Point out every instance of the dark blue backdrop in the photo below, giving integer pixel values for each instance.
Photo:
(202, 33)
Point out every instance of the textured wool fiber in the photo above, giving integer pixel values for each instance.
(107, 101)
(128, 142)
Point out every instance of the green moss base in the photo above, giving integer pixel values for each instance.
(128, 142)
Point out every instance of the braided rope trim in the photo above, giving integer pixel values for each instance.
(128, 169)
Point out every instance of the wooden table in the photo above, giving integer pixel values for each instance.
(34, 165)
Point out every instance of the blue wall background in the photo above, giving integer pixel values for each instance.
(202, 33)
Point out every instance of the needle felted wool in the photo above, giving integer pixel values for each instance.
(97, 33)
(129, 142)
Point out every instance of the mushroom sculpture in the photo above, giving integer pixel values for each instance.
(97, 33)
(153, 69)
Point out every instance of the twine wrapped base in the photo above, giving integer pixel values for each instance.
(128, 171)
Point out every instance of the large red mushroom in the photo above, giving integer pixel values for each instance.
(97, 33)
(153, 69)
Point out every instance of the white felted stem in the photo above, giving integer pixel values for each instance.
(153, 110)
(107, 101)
----------------
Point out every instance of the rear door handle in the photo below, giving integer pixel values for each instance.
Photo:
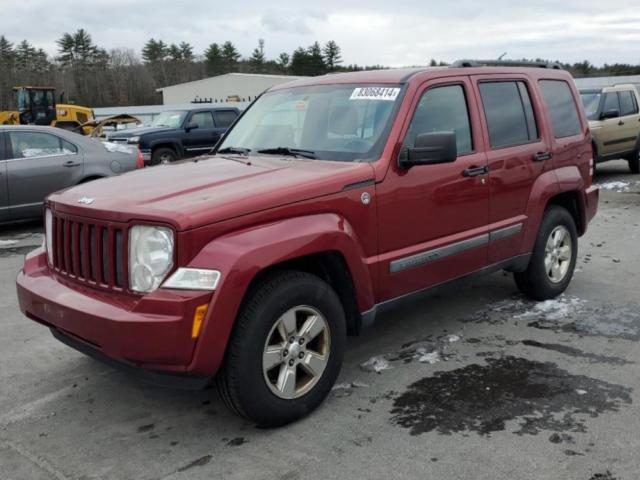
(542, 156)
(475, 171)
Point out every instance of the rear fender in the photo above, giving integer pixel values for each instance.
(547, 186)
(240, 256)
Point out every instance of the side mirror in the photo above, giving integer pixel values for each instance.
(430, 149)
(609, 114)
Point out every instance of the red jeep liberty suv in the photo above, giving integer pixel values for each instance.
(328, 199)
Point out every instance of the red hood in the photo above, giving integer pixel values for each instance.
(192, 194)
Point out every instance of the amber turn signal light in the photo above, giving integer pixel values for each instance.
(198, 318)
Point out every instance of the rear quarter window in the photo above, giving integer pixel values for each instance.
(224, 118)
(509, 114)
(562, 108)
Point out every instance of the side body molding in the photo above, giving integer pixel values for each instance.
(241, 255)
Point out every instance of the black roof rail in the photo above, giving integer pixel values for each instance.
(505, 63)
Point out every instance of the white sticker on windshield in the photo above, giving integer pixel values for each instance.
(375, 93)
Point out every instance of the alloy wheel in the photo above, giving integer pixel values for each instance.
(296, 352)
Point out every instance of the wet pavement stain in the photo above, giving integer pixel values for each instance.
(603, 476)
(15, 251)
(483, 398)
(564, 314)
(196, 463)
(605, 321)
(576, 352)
----------------
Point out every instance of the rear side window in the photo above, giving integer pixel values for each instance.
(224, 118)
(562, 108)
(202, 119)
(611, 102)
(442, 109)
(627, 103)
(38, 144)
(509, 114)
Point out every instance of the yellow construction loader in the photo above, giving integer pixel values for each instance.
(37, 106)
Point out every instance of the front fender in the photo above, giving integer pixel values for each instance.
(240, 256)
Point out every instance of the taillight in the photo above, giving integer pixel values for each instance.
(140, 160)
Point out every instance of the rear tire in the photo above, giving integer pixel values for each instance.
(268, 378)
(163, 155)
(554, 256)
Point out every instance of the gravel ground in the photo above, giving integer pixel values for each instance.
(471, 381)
----------------
§ **PROBLEM DETAILS**
"below" is the word to look for; copy every line of the data that has it.

§ **EXPECTED OUTPUT**
Point out every instance of the dark blue backdrop in the photo below, giving integer pixel values for each instance.
Point out every instance of the rear door handle in the photo below, giving integer pixel values for each instance.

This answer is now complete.